◆ **Supplied text**
=== Begin Enclosure ===

AgentSkillsCN

bb80-deterministic-receipts

bb80-确定性收据

SKILL.md

Big Bang 80/20: Deterministic Receipts Skill

Auto-trigger: Whenever you see "validation", "test passed", "review", "evidence", "proof", "benchmark", "receipt"

Core Concept

Deterministic Receipts replace human review with reproducible evidence.

Never say "code looks good". Instead say "[Receipt] cargo make lint passed with 0 warnings. [Receipt] All 347 tests passed. [Receipt] SLO check passed in 4.2s."

The Anti-Pattern: Narrative Review

❌ BAD:

code
"I reviewed the code. It looks good. The error handling seems correct.
Performance should be fine. I think this is ready."

Why it fails:

  • "Looks good" = opinion, not evidence
  • "Should be fine" = guess, not measurement
  • "I think" = belief, not proof
  • Unreproducible (someone else might disagree)

The Pattern: Receipts

✅ GOOD:

code
[Receipt] cargo make check: PASSED (0 errors, 0 warnings)
[Receipt] cargo make lint: PASSED (0 clippy violations)
[Receipt] cargo make test: PASSED (347/347 tests passed, 0 flaky)
[Receipt] cargo make slo-check: PASSED (check: 4.2s, test: 28s, lint: 58s)
[Receipt] Benchmark: parse_1000_files = 4.8s ± 0.2s (SLO: <5s) ✓
[Receipt] Memory profiling: peak 87MB < 100MB limit ✓
[Receipt] Coverage: 94% > 85% target ✓

Why this works:

  • Reproducible (anyone can run cargo make lint)
  • Measurable (0 violations, not "probably fine")
  • Auditable (timestamps, version numbers)
  • Objective (no opinion involved)

Receipt Categories

1. Compilation Receipts

bash
[Receipt] cargo make check: ✓ PASS (clean compilation)
[Receipt] RUSTFLAGS: -D warnings (deny all warnings)
[Receipt] Edition 2021, MSRV 1.75+

Proves: Code compiles error-free, no warnings.

2. Test Receipts

bash
[Receipt] cargo make test: ✓ PASS
[Receipt] Results: 347/347 tests passed
[Receipt] Execution time: 28.2s
[Receipt] No flaky tests (re-run 3x, same results)
[Receipt] Test coverage: 94%

Proves: All tests pass, no flaky behavior, reasonable coverage.

3. Lint Receipts

bash
[Receipt] cargo make lint: ✓ PASS
[Receipt] Clippy: 0 violations (all/pedantic/nursery/cargo denied)

=== End Enclosure ===

◆ **Collected data**

=== Begin Enclosure ===

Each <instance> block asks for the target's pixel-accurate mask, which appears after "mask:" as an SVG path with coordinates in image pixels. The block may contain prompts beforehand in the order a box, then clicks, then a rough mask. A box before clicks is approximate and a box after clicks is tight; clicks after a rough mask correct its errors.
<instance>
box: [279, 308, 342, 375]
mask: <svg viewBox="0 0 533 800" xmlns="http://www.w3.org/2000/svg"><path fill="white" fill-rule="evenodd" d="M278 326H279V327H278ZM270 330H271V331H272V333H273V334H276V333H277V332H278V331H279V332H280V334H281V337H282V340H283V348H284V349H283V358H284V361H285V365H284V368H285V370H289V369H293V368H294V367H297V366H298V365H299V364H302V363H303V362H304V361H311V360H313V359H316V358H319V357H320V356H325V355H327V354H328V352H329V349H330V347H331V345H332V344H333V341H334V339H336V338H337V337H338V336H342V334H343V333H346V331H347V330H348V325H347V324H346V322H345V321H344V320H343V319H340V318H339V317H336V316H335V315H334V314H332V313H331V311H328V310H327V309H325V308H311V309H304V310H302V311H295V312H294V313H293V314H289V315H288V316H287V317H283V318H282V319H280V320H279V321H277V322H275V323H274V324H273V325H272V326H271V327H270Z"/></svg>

=== End Enclosure ===

◆ **Instructions for the task**
Please reproduce the passage of the deterministic receipts page above between "[Receipt] Benchmark: parse_1000_files" and "cargo make lint)", inclusive.

◆ **Finished exercise**
[Receipt] Benchmark: parse_1000_files = 4.8s ± 0.2s (SLO: <5s) ✓
[Receipt] Memory profiling: peak 87MB < 100MB limit ✓
[Receipt] Coverage: 94% > 85% target ✓

Why this works:

  • Reproducible (anyone can run cargo make lint)